*Source passage*:
'''

Words, phrases and maxims - "part-time worker" - Workers Compensation Act 1926, section 9(10)
J.S. Williams, for the applicant
S.M.L. Grant, for the second respondent
Cur adv vult
BURKE J: The applicant, Denise Margaret Taylor, claims workers compensation from the respondent, Allan Vorback, alleging incapacity from 16 August 1981 as a consequence of injuries sustained that day in a motor vehicle accident in the course of her employment. The applicant alleges the respondent is uninsured and claims relief under the Uninsured Liability and Indemnity Scheme.
The respondent alleges the applicant was not a worker within the meaning of the Act and traverses the degree of any incapacity.
It is clear, on the evidence, that Vorback operated an ice-cream vending business using a number of mobile vans. Mr Gearside was regularly employed in the operation of that business. Gearside and Taylor were well acquainted. On occasion Taylor, with one or some of her children, would ride with Gearside in the ice-cream van while the latter was performing his duties of dispensing ice-cream and other commodities around the suburbs. This she did purely as a volunteer without reward. Taylor had thereby acquired some familiarity with Vorback's operation.

'''

*Stated exercise 1*: Count the lines in the records that contain the word "napkin", and give only that number.
These records have no connection to the court excerpt.

[Items from a dataset]
'''

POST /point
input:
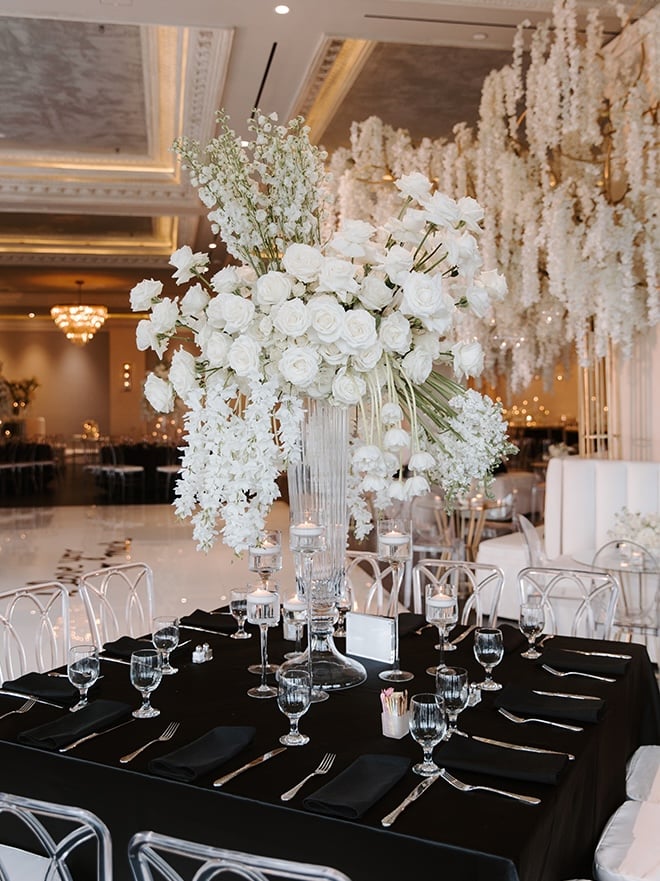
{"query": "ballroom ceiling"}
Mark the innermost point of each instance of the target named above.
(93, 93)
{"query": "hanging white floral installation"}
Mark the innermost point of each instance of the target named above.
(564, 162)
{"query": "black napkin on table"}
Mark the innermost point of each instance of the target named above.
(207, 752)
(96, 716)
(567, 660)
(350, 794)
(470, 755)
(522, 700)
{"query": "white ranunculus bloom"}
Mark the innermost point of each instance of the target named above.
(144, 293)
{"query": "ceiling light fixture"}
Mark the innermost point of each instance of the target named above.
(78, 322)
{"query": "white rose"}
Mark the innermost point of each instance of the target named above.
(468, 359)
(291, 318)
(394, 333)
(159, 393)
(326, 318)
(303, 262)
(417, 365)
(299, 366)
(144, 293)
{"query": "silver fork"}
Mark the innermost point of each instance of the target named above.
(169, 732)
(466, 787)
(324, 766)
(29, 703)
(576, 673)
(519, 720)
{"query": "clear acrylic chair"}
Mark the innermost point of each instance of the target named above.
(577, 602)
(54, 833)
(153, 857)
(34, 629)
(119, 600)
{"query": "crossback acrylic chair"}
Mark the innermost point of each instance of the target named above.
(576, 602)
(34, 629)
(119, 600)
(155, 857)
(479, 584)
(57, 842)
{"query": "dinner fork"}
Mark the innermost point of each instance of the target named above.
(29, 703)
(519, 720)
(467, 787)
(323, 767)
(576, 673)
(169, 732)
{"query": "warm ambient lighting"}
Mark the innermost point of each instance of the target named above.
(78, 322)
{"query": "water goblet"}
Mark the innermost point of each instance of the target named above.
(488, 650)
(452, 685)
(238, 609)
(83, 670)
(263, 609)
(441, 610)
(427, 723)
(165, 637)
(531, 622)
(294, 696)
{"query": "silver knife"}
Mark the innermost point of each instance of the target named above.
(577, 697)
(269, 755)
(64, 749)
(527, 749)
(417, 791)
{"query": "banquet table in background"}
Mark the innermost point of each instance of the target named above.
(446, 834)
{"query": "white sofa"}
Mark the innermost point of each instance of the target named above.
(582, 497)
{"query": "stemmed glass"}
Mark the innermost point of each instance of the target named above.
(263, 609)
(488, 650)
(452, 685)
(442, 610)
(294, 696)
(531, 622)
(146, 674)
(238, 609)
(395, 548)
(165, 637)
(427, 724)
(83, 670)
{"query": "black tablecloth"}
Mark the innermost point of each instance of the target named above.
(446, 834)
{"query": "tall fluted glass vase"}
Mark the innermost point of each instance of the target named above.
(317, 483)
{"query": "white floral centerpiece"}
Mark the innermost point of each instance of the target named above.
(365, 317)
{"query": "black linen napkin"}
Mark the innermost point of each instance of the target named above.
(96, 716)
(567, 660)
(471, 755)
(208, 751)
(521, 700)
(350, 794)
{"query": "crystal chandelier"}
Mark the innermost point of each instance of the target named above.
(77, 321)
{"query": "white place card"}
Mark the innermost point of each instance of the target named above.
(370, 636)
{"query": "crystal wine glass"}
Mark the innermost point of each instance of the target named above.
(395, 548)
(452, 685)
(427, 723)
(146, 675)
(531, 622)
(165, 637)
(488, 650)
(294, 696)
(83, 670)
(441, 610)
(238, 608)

'''
'''

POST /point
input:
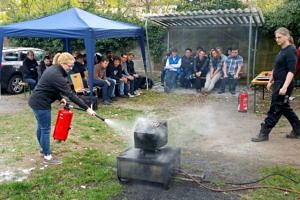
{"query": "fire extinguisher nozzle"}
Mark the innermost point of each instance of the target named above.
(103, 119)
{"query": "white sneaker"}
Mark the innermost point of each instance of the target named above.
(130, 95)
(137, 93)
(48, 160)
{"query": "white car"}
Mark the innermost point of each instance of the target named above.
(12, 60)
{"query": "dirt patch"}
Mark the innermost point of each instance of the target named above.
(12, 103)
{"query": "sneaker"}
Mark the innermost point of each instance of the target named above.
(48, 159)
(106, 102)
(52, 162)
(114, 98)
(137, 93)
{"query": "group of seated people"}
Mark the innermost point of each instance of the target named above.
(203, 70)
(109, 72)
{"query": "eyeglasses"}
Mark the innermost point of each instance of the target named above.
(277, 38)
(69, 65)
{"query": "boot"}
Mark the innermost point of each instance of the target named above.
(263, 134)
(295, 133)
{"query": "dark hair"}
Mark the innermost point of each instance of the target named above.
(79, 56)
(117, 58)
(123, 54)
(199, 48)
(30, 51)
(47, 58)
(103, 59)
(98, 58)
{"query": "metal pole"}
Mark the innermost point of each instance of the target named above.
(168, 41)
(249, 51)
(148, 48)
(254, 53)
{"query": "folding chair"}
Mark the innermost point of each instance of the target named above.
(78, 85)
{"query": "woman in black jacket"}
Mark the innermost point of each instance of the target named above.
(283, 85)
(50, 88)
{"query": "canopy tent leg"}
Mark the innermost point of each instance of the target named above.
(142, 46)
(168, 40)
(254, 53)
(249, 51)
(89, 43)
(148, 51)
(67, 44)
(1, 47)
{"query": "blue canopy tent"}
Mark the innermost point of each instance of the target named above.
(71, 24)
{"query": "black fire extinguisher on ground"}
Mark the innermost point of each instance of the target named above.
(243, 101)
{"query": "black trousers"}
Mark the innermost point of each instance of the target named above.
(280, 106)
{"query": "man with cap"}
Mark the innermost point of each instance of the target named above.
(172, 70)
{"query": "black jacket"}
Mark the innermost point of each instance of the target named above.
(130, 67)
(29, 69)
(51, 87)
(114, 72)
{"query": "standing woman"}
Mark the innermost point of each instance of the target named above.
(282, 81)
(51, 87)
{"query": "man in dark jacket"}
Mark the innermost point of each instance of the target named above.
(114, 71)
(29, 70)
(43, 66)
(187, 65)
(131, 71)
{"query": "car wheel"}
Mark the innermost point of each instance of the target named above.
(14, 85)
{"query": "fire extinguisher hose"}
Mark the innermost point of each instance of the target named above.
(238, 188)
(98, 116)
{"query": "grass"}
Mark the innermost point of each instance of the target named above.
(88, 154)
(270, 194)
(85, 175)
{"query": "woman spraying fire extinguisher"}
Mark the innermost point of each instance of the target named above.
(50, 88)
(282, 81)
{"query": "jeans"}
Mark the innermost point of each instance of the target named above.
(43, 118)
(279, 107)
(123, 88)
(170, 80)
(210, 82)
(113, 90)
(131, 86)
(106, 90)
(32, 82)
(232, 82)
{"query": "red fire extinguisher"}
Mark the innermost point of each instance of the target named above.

'''

*Stated exercise 2*: According to the court excerpt, what kind of business did Vorback run?

*Full solution 1*: 2

*Full solution 2*: An ice-cream vending business using a number of mobile vans.